━━ Supplied records

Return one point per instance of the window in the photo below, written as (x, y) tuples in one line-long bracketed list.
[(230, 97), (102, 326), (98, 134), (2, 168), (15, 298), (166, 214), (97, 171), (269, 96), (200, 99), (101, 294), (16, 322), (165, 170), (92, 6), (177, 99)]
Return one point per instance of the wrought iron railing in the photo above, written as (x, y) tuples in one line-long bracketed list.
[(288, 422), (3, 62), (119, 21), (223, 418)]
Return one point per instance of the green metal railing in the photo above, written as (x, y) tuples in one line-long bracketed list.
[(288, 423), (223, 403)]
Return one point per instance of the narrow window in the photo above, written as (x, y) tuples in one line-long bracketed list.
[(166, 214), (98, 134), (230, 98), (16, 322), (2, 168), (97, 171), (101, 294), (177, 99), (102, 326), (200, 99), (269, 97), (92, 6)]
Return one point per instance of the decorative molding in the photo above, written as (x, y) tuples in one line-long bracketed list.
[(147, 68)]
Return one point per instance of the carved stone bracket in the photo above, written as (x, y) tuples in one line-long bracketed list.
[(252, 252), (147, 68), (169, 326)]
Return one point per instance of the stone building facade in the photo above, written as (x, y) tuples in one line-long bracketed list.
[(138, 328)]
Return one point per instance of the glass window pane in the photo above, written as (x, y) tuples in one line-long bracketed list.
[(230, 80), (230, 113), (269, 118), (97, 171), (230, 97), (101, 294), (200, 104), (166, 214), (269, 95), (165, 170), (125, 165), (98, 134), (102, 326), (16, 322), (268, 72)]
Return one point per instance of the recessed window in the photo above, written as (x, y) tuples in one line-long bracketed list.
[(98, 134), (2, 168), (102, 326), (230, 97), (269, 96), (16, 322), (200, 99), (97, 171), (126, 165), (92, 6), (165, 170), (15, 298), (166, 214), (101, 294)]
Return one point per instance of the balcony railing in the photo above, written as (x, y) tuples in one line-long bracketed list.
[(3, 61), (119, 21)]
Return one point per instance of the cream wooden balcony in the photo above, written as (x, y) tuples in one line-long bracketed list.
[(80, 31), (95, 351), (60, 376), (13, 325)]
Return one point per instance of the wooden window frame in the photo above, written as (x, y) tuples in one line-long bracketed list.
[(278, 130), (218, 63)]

━━━━

Your goal | Copy the full listing verbatim.

Exercise output |
Return one point per instance of the window in the photo below, written as (x, y) tuples in one line-long bracketed list.
[(230, 97), (102, 326), (98, 134), (2, 168), (15, 298), (166, 214), (97, 171), (269, 96), (200, 99), (101, 294), (16, 322), (165, 170), (92, 6), (177, 99)]
Return one point per instance of the wrought iron railing in the photo above, written as (x, y) tuples in one line-long bracketed list.
[(288, 422), (3, 62), (119, 21), (223, 418)]
Return one point per instance of the green metal railing in the photo above, written as (x, y) tuples in one line-long bracketed list.
[(288, 423), (223, 403)]
Return one point per instance of the narrow window in the photo above, written as (x, y) tuples in one line-long bracketed list.
[(166, 214), (98, 134), (230, 98), (16, 322), (2, 168), (97, 171), (101, 294), (177, 99), (102, 326), (200, 99), (269, 97), (92, 6)]
Return one point per instance of the decorative molding in the photo above, written as (x, y) tuples in one line-long bracketed list.
[(147, 68)]
Return one point per instance of the carved stone bracket in the photo above, written as (x, y) tuples in one line-long bracketed list.
[(252, 252), (147, 68), (169, 326)]
Return one point per instance of the stone building facade in the photo above, written as (x, y) tuples in one line-long bracketed list.
[(138, 328)]
Return one point per instance of the glass window pane in the photo above, written as (x, y) tuples in one line-long bracketed list.
[(230, 80), (230, 113), (269, 118), (97, 171), (230, 97), (101, 294), (200, 104), (166, 214), (269, 95), (165, 170), (125, 165), (98, 134), (102, 326), (16, 322), (268, 72)]
Return one point per instance of the recessed window in the photo above, written as (x, y) tuples in one line-long bracketed list.
[(98, 134), (2, 168), (102, 326), (230, 97), (269, 96), (16, 322), (200, 99), (97, 171), (126, 165), (92, 6), (165, 170), (15, 298), (166, 214), (101, 294)]
Return one point per instance of the balcony railing in the photo above, written as (x, y) tuples in one line-long bracketed list.
[(3, 61), (119, 21)]
Return one point per instance of the cream wooden balcony in the photo above, written as (x, y) tuples in one line-long bracketed list.
[(80, 31), (95, 351), (60, 376), (13, 325)]
Return one point per instance of the wooden window frame in the photo above, written as (x, y) tuples in one line-long bracketed list.
[(278, 130), (218, 63)]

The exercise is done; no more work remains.